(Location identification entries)
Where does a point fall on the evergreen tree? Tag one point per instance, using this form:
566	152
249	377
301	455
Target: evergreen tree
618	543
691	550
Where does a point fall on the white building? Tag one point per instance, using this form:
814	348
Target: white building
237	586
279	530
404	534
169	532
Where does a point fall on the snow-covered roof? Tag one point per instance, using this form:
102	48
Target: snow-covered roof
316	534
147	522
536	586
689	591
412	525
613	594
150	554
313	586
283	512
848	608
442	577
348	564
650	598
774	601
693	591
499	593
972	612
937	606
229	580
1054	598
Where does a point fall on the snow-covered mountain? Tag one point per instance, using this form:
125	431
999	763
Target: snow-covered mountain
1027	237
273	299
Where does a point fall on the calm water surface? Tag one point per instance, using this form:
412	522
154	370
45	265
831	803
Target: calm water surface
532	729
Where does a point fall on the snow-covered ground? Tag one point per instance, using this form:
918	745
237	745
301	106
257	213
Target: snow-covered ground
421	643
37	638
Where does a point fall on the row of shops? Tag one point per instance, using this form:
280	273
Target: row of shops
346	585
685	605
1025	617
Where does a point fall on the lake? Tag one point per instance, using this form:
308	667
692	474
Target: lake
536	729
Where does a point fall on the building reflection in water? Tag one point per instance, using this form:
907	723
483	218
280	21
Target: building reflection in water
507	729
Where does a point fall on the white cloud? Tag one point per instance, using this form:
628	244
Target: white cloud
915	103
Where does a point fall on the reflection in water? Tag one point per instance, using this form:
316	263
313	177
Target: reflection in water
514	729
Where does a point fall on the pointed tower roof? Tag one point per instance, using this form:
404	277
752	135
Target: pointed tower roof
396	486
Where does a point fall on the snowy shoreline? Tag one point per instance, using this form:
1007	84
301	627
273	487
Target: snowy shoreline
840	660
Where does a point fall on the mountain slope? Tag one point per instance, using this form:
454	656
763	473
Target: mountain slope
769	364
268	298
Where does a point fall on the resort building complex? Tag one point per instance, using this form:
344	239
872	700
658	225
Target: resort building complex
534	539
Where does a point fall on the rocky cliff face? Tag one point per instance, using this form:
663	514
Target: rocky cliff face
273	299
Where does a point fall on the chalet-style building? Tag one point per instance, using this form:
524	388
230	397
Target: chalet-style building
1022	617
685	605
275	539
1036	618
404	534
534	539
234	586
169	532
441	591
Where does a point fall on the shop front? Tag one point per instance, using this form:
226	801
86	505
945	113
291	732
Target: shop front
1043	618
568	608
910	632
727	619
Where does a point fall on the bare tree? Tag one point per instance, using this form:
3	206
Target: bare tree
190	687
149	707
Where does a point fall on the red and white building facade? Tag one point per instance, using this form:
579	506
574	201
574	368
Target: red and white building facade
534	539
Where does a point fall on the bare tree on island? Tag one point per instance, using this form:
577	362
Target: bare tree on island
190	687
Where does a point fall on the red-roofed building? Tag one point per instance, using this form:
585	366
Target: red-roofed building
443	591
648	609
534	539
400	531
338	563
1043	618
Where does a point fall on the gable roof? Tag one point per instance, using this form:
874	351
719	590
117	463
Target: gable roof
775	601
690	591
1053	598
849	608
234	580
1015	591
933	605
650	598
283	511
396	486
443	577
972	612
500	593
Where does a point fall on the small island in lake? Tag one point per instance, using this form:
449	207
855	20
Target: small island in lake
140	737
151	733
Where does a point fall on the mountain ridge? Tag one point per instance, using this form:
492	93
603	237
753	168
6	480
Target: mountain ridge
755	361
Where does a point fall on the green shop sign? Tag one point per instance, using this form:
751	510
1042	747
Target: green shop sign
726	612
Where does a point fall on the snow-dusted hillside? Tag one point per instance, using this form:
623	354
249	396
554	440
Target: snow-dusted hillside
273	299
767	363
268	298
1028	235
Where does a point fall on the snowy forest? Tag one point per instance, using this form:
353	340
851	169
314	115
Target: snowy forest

What to produce >> Reproduce the material verbatim, starting at the line that contains "Where does a point fall on the green" and continuing through the last line of the material.

Result >>
Where does a point fall on the green shop sign? Tag one point per instance, using this form:
751	510
1042	747
Target: green shop sign
726	612
Where does a point fall on the snow-dusted hillside? Tag one point per instance, using this form:
623	354
249	396
554	440
Target: snow-dusted hillside
273	299
767	363
268	298
1028	235
Where does a point fall on the snowy forest? Tag one point per instance, using this form:
353	340
851	169
314	115
Target: snowy forest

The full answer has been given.